#### WORK TO BE COMPLETED:
Output every line of the records below as a JSON list of strings, with one string per line and blank lines omitted.

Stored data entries
········

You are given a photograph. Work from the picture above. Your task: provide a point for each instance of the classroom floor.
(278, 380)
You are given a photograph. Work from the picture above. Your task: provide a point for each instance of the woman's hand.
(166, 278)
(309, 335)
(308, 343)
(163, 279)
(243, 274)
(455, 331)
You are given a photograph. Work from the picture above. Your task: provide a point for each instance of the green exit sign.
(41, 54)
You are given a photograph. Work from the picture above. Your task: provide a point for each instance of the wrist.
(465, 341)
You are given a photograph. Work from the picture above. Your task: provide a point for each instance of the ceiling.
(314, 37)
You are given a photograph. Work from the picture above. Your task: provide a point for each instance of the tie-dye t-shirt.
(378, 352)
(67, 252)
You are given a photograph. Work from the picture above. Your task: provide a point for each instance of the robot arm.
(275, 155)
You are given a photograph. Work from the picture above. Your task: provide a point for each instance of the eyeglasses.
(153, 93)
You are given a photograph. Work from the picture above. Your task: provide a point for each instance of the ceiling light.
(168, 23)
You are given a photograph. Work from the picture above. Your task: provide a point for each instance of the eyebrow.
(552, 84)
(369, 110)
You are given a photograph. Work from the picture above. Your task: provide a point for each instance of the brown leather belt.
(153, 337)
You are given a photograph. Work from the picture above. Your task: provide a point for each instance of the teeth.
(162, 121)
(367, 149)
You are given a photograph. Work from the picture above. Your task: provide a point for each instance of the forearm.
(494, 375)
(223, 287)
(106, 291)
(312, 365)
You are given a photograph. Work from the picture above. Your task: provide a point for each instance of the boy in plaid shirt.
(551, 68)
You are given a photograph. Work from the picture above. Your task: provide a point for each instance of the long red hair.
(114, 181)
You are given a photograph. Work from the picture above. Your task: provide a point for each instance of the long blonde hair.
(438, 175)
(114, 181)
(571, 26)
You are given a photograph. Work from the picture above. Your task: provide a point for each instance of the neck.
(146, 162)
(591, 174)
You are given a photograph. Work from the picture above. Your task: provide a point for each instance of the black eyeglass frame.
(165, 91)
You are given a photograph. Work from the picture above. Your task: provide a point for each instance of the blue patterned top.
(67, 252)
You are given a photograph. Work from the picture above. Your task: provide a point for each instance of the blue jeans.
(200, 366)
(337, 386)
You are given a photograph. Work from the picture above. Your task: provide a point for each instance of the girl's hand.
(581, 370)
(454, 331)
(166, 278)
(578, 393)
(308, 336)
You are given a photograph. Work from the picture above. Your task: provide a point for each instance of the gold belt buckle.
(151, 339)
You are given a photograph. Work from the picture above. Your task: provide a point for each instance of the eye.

········

#### ANSWER TO THIS PROBLEM:
[
  "You are given a photograph. Work from the picture above. Your task: provide a point for each instance of the classroom floor.",
  "(278, 380)",
  "You are given a photograph. Work from the picture above. Your task: provide a point for each instance of the woman's hand.",
  "(166, 278)",
  "(309, 335)",
  "(308, 343)",
  "(163, 279)",
  "(243, 274)",
  "(455, 331)",
  "You are given a photograph. Work from the picture above. Your task: provide a point for each instance of the green exit sign.",
  "(41, 54)",
  "You are given a photograph. Work from the picture above. Your task: provide a point for each instance of the wrist.",
  "(465, 341)",
  "You are given a photograph. Work from the picture above. Your task: provide a point for each instance of the ceiling.",
  "(314, 37)",
  "You are given a photograph. Work from the picture above. Your task: provide a point for each instance of the tie-dye t-shirt.",
  "(378, 352)",
  "(67, 252)",
  "You are given a photograph. Work from the picture above. Your task: provide a point for each instance of the robot arm.",
  "(275, 155)",
  "You are given a photograph. Work from the picture above. Your task: provide a point for each instance of the eyeglasses.",
  "(153, 93)",
  "You are given a photograph. Work from the picture above. Your task: provide a point for each instance of the ceiling light.",
  "(168, 23)",
  "You are given a photograph. Work from the picture above. Your task: provide a point for each instance of the eyebrow.",
  "(552, 84)",
  "(369, 110)",
  "You are given a photograph. Work from the picture above. Your task: provide a point for each instance of the brown leather belt.",
  "(153, 337)",
  "You are given a photograph. Work from the picture above. Your task: provide a point for each instance of the teeth.",
  "(162, 121)",
  "(367, 149)",
  "You are given a photograph. Work from the picture above. Your task: provide a point for each instance of the forearm.",
  "(494, 375)",
  "(223, 287)",
  "(106, 291)",
  "(312, 365)",
  "You are given a photograph. Work from the picture above. Your task: provide a point for each instance of the boy in plaid shirt.",
  "(551, 68)",
  "You are given a photograph. Work from the picture above. Your task: provide a point for each instance of the long red hair.",
  "(114, 181)",
  "You are given a photograph. Work from the picture above. Your task: provide a point for each instance of the long blonde hair.",
  "(438, 175)",
  "(114, 181)",
  "(571, 26)",
  "You are given a photograph. Work from the picture above. Your task: provide a point for each instance of the neck.",
  "(146, 162)",
  "(591, 174)",
  "You are given a photograph. Work from the picture above. Your task: provide a point for each instance of the black eyeglass frame.",
  "(165, 91)",
  "You are given a photograph. Work from the picture above. Your task: provide a point for each instance of the blue patterned top.",
  "(67, 252)",
  "You are given a photograph. Work from the picture above. Your task: provide a point for each instance of the blue jeans.",
  "(200, 366)",
  "(337, 386)",
  "You are given a photograph. Work from the picture above. Your task: provide a point for each instance of the girl's hand.",
  "(581, 370)",
  "(454, 331)",
  "(166, 278)",
  "(578, 393)",
  "(308, 336)",
  "You are given a photograph. Work from the picture above. Your task: provide a point for each instance of the gold belt buckle.",
  "(151, 339)",
  "You are given a photograph. Work from the picture above. Your task: provide a point for each instance of the eye."
]